:: Set task 1 ::
Reproduce the part of the evaluation article review that begins at the words "The qualitative" and ends after "educational technology.".
:: Set task 2 ::
Carry on the evaluation article review, picking up right after its final sentence.

Almost half (46.2 percent) of the articles published in AJE since 2003 focus primarily on such practical aspects of the
evaluation profession.
Eight of the 30
articles in the Practice category are part of AJE’s “Ethical Challenges”
series, in which the section editor, Michael Morris, presents a brief scenario
in which an evaluator faces an ethical challenge. In response, two
commentators, in two separate articles, analyze the nature of the ethical
problem and describe what they believe to be the appropriate response by the
evaluator in the scenario, especially in light of the American Evaluation
Association’s Guiding Principles for Evaluators and The Program Evaluation Standards by the Joint Committee on Standards for Educational Evaluation
(1994).
Seven articles in
the Practice category focus on evaluation use, with five of these appearing as
a series in a single issue. These use-oriented articles explore the many facets
of evaluation utilization. They provide exemplars of useful evaluation,
identify factors that promote and impede evaluation use, and weigh the
sometimes conflicting values of evaluation utility and scientific rigor.
Evaluation is an inherently applied discipline—intended to be used—but it is
something that many people shy away from, or downright fear. Given these
conflicting conditions, it is no surprise that many evaluators are interested
in improving evaluation utilization. I categorized two other use-oriented
articles (by Henry [2003] and Henry and Mark [2003]) in the “Metatheory” category, because they go beyond the practical
issues related to use and venture into a theory about evaluation influence,
which I discuss in greater detail in that section.
The remaining articles
that I included in the Practice category address a variety of issues that have
emerged out of the experience of real people engaged in the practice of
evaluation—for example, how certain evaluation contexts present particular
challenges or opportunities, the managerial aspects of evaluation (e.g.,
contracts, resource constraints), and how to communicate effectively with
stakeholders. One article that stands as particularly useful is by Bamberger, Rugh, Church, and Fort (2004). They offer several practical
solutions for common problems that evaluators face when working under severe
constraints. Their recommendations are most relevant for impact evaluations in
which the use of control groups, baseline data, and random sampling would be
ideal but not feasible due to timing, resources, and/or availability of data.
Articles focusing
on practice offer readers insights into the real world of evaluation, where
textbook methods and theory meet politics, red tape, ethical dilemmas, and
stakeholders and clients who may or may not be interested in participating in
evaluation or using its results. These types of articles provide readers with
opportunities to learn from others’ mistakes and successes in the uncertain
world of evaluation practice. They offer students and established evaluators
insights into how evaluation happens in the real world—lessons often not
provided in textbook expositions on theory and methods.
Methods
“Methods” articles
focus on a particular approach to data gathering and/or analysis. Seventeen of
the 65 AJE articles (26.2 percent) deal primarily with methods. Such articles
typically describe an innovative method or a modification of an existing
method. These articles were equally divided between qualitative (8) and
quantitative methods (8), with one article featuring a blend of both.
The qualitative
methods covered by the articles include concept mapping, site visits,
qualitative phone interviewing, the “most significant change” technique,
methods for reconstructing and analyzing program theories, the Delphi
technique, methods of values inquiry, and methods for formatively evaluating
educational technology.

(Stored items)
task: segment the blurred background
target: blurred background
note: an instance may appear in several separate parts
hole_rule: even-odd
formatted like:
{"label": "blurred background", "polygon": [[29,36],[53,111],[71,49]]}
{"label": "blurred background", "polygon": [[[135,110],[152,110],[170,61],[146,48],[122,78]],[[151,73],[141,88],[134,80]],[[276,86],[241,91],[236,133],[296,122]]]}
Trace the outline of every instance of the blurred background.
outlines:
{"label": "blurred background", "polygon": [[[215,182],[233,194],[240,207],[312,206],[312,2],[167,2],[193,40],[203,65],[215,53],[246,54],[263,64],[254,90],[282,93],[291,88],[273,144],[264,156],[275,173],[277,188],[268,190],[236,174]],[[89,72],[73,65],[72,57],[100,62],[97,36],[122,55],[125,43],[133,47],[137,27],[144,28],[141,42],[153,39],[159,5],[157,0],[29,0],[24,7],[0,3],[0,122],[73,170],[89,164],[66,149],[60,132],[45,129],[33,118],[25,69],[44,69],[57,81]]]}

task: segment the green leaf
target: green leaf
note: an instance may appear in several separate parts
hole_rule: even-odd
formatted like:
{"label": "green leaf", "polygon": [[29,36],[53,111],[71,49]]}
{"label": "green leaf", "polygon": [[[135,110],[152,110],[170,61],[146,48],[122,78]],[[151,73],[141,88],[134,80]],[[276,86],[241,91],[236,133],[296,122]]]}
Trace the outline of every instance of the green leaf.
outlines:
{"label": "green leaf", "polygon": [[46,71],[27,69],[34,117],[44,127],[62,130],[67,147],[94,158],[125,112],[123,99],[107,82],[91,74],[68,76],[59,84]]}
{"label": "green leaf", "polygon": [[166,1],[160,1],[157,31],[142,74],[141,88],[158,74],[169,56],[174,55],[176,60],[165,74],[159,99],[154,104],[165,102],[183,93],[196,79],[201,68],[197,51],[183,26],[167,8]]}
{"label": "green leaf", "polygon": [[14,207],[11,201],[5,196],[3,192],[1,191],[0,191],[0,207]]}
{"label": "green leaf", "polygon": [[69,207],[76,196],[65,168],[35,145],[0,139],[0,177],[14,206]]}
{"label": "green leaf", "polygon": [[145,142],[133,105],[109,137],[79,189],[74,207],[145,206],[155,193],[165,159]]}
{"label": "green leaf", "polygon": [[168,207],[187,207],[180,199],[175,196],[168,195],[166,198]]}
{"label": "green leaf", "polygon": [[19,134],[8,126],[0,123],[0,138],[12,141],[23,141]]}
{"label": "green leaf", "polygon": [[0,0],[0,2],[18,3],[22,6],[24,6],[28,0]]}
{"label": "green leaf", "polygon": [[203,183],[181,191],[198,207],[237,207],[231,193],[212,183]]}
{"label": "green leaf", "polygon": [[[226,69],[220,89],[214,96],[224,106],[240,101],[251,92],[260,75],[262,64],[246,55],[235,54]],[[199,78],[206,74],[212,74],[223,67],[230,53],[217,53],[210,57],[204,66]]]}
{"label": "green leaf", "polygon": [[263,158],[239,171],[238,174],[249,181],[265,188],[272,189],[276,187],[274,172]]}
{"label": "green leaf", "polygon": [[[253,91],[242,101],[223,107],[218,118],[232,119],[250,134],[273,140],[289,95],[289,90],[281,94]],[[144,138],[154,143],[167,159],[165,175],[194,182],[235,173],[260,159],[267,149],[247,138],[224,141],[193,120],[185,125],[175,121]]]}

:: Exercise result 1 ::
The qualitative
methods covered by the articles include concept mapping, site visits,
qualitative phone interviewing, the “most significant change” technique,
methods for reconstructing and analyzing program theories, the Delphi
technique, methods of values inquiry, and methods for formatively evaluating
educational technology.

:: Exercise result 2 ::
Four of the seven
articles on quantitative methods discussed methods used to overcome problems
associated with randomized controlled trials, including the use of longitudinal
data on program outcomes to estimate program effects, two different methods for
analyzing impacts on beneficiary subgroups, and an approach for blending
experimental and quasi-experimental methods. Other articles focused on the
development of intervention-specific measures, techniques for assessing the
quality of program implementation, and the use of post-plus retrospective
pretests for measuring change.
The one article
that focused on a method that incorporates the use of both qualitative and
quantitative data described the development and use of a rubric for evaluating
collaboration.
Methods articles
highlight innovative and cutting edge approaches to evaluation data gathering
and analysis. Journal articles and professional conferences are probably the
most important ways practicing evaluators learn about new and useful methods.
The methods are typically described in the context of a particular evaluation,
which may help readers to discern the method’s applicability to the areas in
which they work.
Theory
“Theory” articles
center on the use of a particular evaluation approach or model. Evaluation
theory was the focus of just two articles (3.1 percent) published in AJE since 2003. One provides an in-depth
look at an evaluation that blended two approaches to evaluation—theory- driven
and utilization-focused. The other theory-focused article offers an adaptation
of Michael Fetterman’s empowerment evaluation model
(by Carolyn Sullins, a Senior Research Associate at
The Evaluation Center). Both deal with practical applications of theory, but
the emphasis in on the applied theory, rather than the specific methods or
findings. (There are other AJE
articles that feature the use of a particular theory, but the thrust of these
articles is on practice, not theory.)
No articles in the
timeframe examined (2003-2004) focused exclusively on an evaluation
theory/model/approach in its pure form. As Christie and Alkin
(2003) remark in their article about using a theory-driven approach in a
user-oriented evaluation, “theories are rarely, if ever, flawlessly translated
into practice” (p. 381). Given this, “in order to develop a deeper
understanding of how evaluation theories are best applied in practice, it is
important to describe cases where evaluation theories have been used in
practice” (p. 381). That, indeed, is the nature of these two Theory articles.
It was somewhat
surprising to me that only 2 articles out of 65 focused purely on evaluation
theory. It is an important area of inquiry would seem to warrant more space in AJE.
Metaetheory
Scriven
(1991) defines metatheory as a “‘theory’ about the
nature of a field of inquiry, engineering, or craft. It deals with matters such
as the definition of the field’s boundaries, its differences from neighboring
fields or disciplines, the reason why certain methods work well for it and
others are inappropriate…..it is the self-concept of the discipline” (p. 232).
Seven (10.8 percent) articles in AJE
directly discuss or contribute to the evaluation discipline’s self-concept, or metatheory.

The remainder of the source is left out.